TASK DIRECTIONS: Please transcribe every record below exactly as written.

Extracted data entries
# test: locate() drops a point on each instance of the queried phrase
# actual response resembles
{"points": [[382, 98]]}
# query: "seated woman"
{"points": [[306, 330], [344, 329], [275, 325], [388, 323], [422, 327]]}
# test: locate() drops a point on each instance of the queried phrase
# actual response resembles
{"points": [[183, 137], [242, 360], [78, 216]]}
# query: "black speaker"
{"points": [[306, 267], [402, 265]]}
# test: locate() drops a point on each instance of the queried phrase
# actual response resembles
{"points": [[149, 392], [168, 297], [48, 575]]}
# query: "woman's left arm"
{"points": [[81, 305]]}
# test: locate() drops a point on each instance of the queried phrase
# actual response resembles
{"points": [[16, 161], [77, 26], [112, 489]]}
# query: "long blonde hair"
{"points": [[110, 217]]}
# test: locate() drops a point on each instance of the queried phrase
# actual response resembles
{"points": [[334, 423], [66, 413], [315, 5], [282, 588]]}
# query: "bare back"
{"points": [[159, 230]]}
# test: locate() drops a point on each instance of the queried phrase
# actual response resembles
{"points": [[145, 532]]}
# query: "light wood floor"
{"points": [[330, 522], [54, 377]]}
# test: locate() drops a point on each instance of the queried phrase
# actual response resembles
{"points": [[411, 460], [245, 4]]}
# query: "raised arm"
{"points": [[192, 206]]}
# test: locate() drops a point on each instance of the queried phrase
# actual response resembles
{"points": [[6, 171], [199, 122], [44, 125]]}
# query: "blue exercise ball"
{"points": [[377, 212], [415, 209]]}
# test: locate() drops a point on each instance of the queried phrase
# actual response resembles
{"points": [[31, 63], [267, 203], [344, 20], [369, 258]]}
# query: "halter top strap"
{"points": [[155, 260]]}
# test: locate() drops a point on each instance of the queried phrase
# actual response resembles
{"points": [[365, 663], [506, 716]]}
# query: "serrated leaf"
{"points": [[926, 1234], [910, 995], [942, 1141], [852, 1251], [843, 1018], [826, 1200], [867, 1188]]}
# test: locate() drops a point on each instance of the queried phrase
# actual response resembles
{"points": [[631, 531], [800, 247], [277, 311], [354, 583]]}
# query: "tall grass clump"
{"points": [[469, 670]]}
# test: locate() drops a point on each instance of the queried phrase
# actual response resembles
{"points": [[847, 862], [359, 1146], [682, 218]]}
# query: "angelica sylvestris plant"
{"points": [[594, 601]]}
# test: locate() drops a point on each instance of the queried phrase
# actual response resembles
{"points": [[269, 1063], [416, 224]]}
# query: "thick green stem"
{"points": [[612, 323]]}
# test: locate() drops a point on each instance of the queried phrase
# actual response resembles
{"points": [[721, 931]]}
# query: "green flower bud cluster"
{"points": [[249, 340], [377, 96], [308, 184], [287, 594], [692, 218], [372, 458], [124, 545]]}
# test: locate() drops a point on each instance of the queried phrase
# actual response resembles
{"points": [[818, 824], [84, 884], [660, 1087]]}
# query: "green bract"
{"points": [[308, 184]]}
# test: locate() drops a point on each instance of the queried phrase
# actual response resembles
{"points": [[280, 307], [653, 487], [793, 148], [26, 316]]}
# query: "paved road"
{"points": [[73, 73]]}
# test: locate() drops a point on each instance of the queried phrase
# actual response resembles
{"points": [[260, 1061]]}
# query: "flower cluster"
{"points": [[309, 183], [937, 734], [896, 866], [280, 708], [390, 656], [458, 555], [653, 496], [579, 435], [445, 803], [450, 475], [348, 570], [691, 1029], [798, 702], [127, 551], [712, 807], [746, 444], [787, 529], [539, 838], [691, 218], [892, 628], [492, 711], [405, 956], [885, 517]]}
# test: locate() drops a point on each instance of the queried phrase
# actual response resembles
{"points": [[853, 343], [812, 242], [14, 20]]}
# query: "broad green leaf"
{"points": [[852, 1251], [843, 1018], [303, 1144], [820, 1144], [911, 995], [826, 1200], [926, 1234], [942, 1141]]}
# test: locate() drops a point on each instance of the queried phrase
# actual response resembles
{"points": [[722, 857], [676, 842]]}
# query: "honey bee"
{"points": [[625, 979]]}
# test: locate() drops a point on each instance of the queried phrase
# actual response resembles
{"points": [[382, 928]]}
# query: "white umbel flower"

RESULT BELOW:
# test: locate() drops a point on each instance of the queried phrase
# actual response resembles
{"points": [[382, 98]]}
# query: "seated woman"
{"points": [[306, 330], [344, 329], [275, 325], [388, 323], [422, 327]]}
# test: locate() drops a point on each instance of the queried phrase
# actual response resembles
{"points": [[183, 137], [242, 360], [78, 216]]}
# query: "black speaker"
{"points": [[306, 267], [402, 265]]}
# test: locate() drops a point on each instance of the queried phrase
# actual response resembles
{"points": [[149, 392], [168, 297], [48, 575]]}
# query: "woman's left arm"
{"points": [[81, 305]]}
# test: locate() drops a point on each instance of the queried phrase
# actual response resembles
{"points": [[16, 161], [77, 26], [112, 489]]}
# query: "long blonde hair"
{"points": [[110, 217]]}
# test: locate() drops a point on each instance of the queried phrase
# actual response resembles
{"points": [[334, 423], [66, 413], [315, 5], [282, 588]]}
# query: "bare back"
{"points": [[159, 230]]}
# test: locate() drops a point on each instance of the queried phrase
# actual response resembles
{"points": [[145, 532]]}
# query: "light wood floor"
{"points": [[330, 522], [54, 377]]}
# test: locate() drops a point on each instance of the queried phrase
# actual response resembles
{"points": [[411, 460], [245, 4]]}
# query: "raised arm"
{"points": [[192, 206]]}
# test: locate() drops a point on each instance of the queried phrase
# actual response resembles
{"points": [[6, 171], [199, 122], [44, 125]]}
# query: "blue exercise ball"
{"points": [[377, 212], [415, 209]]}
# test: locate() drops a point on each instance of the queried phrase
# actual response resembles
{"points": [[31, 63], [267, 203], [344, 20], [369, 258]]}
# query: "halter top strap"
{"points": [[155, 260]]}
# test: locate() drops a point on each instance of the queried phrase
# actual response resembles
{"points": [[365, 663], [506, 716]]}
# query: "serrated leaf"
{"points": [[926, 1234], [910, 995], [942, 1141], [852, 1251], [843, 1018], [826, 1200], [867, 1188]]}
# test: locate() drops a point on each instance of the queried phrase
# actual response resembles
{"points": [[631, 531], [800, 247], [277, 311], [354, 583]]}
# query: "tall grass clump"
{"points": [[469, 670]]}
# test: locate() drops a point on each instance of the queried phrase
# actual response resembles
{"points": [[847, 862], [359, 1146], [682, 218]]}
# query: "angelica sylvestris plant"
{"points": [[594, 601]]}
# test: locate() drops a point on each instance of the queried phrase
# actual response resembles
{"points": [[269, 1063], [416, 224]]}
# query: "thick green stem"
{"points": [[612, 323]]}
# test: locate() drops a point on each instance of the queried phrase
# actual response resembles
{"points": [[721, 931]]}
# query: "green flower bud cluster"
{"points": [[249, 340], [377, 96], [308, 184], [287, 594], [692, 218], [372, 458], [124, 545]]}
# test: locate() drops a point on each instance of the queried phrase
# actual response resembles
{"points": [[818, 824], [84, 884], [660, 1087]]}
# query: "green bract"
{"points": [[308, 184]]}
# test: locate() drops a point on each instance of the queried phrase
# actual response resembles
{"points": [[280, 307], [653, 487], [793, 148], [26, 316]]}
# query: "paved road"
{"points": [[73, 73]]}
# test: locate() drops a point on each instance of the queried phrase
# actual response resembles
{"points": [[260, 1061]]}
# query: "flower cluster"
{"points": [[309, 183], [937, 734], [896, 866], [280, 708], [390, 656], [458, 555], [653, 496], [579, 435], [445, 803], [450, 475], [348, 570], [691, 1029], [798, 702], [127, 551], [712, 807], [746, 444], [787, 529], [539, 838], [691, 218], [892, 628], [492, 711], [405, 956], [885, 517]]}
# test: locate() drops a point on each instance of the queried phrase
# actual response resembles
{"points": [[853, 343], [812, 242], [14, 20]]}
# query: "broad green leaf"
{"points": [[852, 1251], [843, 1018], [303, 1144], [820, 1144], [911, 995], [826, 1200], [926, 1234], [942, 1141]]}
# test: locate() drops a point on each instance of the queried phrase
# actual response resembles
{"points": [[722, 857], [676, 842]]}
# query: "honey bee"
{"points": [[625, 979]]}
# test: locate() drops a point on each instance of the queried phrase
# actual response resembles
{"points": [[382, 928]]}
# query: "white umbel flower"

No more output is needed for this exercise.